_Document section:_
While helping others fight cancer, Doc Werlin finds romance and an ally in business coach Andrea Nierenberg

We all know, are or have been someone who’s been hit by cancer.  Sarasota financial columnist Doc Werlin has faced more than his share.  Doc’s wife, brother and brother’s wife all died of the disease; Doc has faced two bouts with different cancers.  He decided to do something about it.

Before Covid, Doc organized two events, Coming Together Against Cancer (CTAC).  He brought leading cancer physicians to Sarasota to speak.  He invited the public to attend and to donate whatever they could to the cancer organization they preferred.  Doc also supports Team Tony, a Sarasota facility that matches cancer patients with survivors of the same or similar disease.  Team Tony was begun by Doc’s friend Tony McEachern, who has survived five surgeries for brain cancer, and Tony’s friend Lori Keyser.

[Stored entries]
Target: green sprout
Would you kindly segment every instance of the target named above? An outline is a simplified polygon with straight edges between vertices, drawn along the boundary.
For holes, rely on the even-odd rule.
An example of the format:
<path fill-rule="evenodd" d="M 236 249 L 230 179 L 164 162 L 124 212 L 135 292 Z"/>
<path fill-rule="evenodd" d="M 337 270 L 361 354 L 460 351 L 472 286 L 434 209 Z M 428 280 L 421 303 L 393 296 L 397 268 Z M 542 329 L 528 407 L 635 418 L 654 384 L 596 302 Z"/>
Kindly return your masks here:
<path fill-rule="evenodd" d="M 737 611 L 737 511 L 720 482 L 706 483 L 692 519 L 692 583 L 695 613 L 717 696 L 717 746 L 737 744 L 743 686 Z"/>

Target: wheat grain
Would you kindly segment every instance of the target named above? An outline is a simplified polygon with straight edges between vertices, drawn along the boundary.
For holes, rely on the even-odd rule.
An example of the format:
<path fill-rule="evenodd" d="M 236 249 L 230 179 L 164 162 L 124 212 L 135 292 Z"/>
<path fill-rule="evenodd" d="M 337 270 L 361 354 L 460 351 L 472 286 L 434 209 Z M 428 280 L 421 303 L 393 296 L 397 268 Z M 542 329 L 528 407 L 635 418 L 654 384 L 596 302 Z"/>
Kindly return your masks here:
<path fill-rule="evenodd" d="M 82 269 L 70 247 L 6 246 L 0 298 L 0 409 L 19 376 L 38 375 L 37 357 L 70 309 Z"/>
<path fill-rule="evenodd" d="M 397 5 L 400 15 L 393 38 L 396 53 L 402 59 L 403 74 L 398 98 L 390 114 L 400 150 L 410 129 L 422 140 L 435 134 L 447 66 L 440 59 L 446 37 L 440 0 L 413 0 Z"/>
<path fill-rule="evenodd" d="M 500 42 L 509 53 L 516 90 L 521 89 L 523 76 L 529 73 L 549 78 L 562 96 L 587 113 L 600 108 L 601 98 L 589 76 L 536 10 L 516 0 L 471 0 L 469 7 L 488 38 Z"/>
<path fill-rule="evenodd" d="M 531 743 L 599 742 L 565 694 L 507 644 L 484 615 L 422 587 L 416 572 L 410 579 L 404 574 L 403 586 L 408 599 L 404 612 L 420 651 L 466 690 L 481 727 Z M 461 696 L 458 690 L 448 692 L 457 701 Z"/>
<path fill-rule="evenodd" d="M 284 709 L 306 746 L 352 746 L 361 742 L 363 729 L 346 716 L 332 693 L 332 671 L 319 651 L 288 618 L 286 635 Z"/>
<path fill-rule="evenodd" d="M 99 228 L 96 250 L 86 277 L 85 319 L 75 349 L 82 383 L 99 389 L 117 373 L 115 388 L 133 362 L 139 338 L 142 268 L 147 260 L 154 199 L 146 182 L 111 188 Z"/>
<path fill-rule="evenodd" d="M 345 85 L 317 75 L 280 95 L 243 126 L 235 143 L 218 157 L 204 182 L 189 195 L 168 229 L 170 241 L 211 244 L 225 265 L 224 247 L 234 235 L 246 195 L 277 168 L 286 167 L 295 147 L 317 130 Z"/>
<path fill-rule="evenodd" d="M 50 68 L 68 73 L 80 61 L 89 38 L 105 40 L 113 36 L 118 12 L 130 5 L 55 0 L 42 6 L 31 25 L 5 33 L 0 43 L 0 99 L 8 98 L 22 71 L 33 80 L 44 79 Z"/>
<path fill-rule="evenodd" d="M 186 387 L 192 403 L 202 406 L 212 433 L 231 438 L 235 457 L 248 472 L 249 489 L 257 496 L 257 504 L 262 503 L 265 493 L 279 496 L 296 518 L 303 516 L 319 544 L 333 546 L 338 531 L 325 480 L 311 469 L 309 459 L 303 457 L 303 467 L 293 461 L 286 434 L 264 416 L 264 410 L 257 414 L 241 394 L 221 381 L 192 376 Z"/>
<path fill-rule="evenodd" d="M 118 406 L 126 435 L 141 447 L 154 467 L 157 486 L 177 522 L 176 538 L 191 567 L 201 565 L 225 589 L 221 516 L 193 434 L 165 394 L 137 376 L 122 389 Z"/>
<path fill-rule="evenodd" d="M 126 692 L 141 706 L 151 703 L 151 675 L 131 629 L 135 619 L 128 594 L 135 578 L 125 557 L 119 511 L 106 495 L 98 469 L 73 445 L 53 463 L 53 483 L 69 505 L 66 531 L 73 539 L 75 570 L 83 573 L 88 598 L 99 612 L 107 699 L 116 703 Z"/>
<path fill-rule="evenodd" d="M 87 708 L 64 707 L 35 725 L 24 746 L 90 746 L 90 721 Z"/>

_Prompt A:_
Output the part of the Doc Werlin article between "While helping others" and "something about it.", inclusive.
_Prompt B:_
For each statement, say whether the Doc Werlin article agrees, answering yes or no and quoting the deciding words: (i) Doc Werlin's wife died of cancer. (ii) Doc organized the CTAC events after Covid. (iii) Tony McEachern started Team Tony on his own.
_Prompt C:_
Write the next part of the article on Doc Werlin's work against cancer, starting after its final sentence.
These rows were drawn from a separate source.

_Exercise answer A:_
While helping others fight cancer, Doc Werlin finds romance and an ally in business coach Andrea Nierenberg

We all know, are or have been someone who’s been hit by cancer.  Sarasota financial columnist Doc Werlin has faced more than his share.  Doc’s wife, brother and brother’s wife all died of the disease; Doc has faced two bouts with different cancers.  He decided to do something about it.

_Exercise answer B:_
(i) Yes: "Doc’s wife, brother and brother’s wife all died of the disease"
(ii) No: "Before Covid, Doc organized two events"
(iii) No: "Team Tony was begun by Doc’s friend Tony McEachern, who has survived five surgeries for brain cancer, and Tony’s friend Lori Keyser."

_Exercise answer C:_
Doc was born in Houston to Joseph Werlin, a founding professor of the U. of Houston, and Rosella Werlin, a well-known journalist. In the 1920s, Rosella interviewed Al Capone for the Chicago Sun Times.  “He wasn’t the friendliest person,” she later recalled.  She interviewed Goldie Myerson, a schoolteacher who’d just returned from eight years on a kibbutz in Palestine and became Golda Meir, the 4th prime minister of Israel.  Rosella’s chutzpah was written up in a column by motivational speaker Dale Carnegie.

Doc’s real name is Ernest, after WWII broadcaster Ernie Pyle, one of the first to speak up for the common foot soldier.  Doc earned an MA and an MBA from the U. of Michigan, attended Oxford on a Rotary scholarship, was a partner at Morgan Stanley.

Doc met his late wife, Dr. Eloise Werlin, at the U. of M.  She became a clinical and developmental psychologist.  She died in 2011 of breast cancer.  In 2014, Doc endowed a park overlooking the bay in Sarasota in Eloise’s name.  The site was the location for CTAC public lectures.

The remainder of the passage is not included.